-- START OF SUPPLIED MATERIAL --
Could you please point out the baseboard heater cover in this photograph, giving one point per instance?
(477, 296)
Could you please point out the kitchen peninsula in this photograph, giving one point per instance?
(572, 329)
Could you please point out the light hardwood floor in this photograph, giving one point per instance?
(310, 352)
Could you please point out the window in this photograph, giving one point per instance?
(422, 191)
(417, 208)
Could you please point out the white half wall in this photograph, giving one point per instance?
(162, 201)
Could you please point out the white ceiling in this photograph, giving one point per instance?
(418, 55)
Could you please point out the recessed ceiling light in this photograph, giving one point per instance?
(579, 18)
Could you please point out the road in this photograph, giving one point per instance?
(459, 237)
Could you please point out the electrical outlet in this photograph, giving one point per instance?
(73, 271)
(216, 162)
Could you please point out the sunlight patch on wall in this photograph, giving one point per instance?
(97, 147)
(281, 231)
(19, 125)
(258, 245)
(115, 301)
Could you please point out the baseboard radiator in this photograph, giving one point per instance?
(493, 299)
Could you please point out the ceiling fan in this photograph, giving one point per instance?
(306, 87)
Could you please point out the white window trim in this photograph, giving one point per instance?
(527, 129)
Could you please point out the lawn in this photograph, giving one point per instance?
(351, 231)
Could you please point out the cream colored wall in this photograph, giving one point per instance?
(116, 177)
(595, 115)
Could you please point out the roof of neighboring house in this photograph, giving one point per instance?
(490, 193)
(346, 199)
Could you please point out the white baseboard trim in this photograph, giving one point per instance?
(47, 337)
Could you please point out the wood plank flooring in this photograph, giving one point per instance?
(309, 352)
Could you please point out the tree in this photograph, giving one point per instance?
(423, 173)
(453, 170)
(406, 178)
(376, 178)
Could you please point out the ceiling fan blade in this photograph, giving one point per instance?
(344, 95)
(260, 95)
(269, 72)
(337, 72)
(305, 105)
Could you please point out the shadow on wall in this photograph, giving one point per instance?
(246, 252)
-- END OF SUPPLIED MATERIAL --
Rewrite the material above, changing every "point out" to "mark" and leaving everything else the same.

= EXERCISE ANSWER =
Could you please mark the baseboard heater cover in this photograph, giving one point per instance?
(477, 296)
Could you please mark the kitchen peninsula in this photograph, giving one point per instance?
(572, 329)
Could you please mark the light hardwood floor in this photograph, giving one point per instance?
(310, 352)
Could you please mark the window in this photograph, giving one point per instance?
(422, 191)
(417, 208)
Could you please mark the white half wall in this photograph, giving one point per instance?
(162, 201)
Could you please mark the white ceiling in this photograph, giving one point per instance?
(418, 55)
Could you please mark the recessed ceiling light in this photograph, giving one point per instance?
(579, 18)
Could you please mark the road in this photograph, giving one point per instance?
(459, 237)
Could you please mark the electrical outlet in this photograph, giving one point per instance?
(73, 271)
(216, 162)
Could you please mark the sunlight patch on wall in this photograph, giving one point per instance?
(97, 147)
(281, 231)
(19, 125)
(258, 245)
(115, 301)
Could you please mark the baseboard radiator in this photograph, giving one point per instance?
(493, 299)
Could you please mark the ceiling fan in this photograph, giving one point per instance?
(306, 87)
Could you please mark the white window trim in this photograph, giving one point per instance?
(527, 129)
Could you please mark the lawn in this photograph, giving one point per instance?
(351, 231)
Could you please mark the cream colored wall in this photograph, giving one point per instance?
(116, 177)
(595, 115)
Could you please mark the roof of neighboring house in this photograph, giving one point per instance?
(490, 193)
(346, 199)
Could you please mark the white baseboard trim in this photograph, giving one point per instance?
(47, 337)
Could you please mark the wood plank flooring in this photograph, giving one point per instance?
(309, 352)
Could you please mark the tree in this photograph, giving one point per instance?
(423, 173)
(453, 170)
(406, 178)
(376, 178)
Could you please mark the ceiling fan blade in this photograph, giving one point per instance?
(344, 95)
(260, 95)
(269, 72)
(337, 72)
(305, 105)
Could you please mark the shadow on wall in this photograph, giving one point per instance?
(246, 252)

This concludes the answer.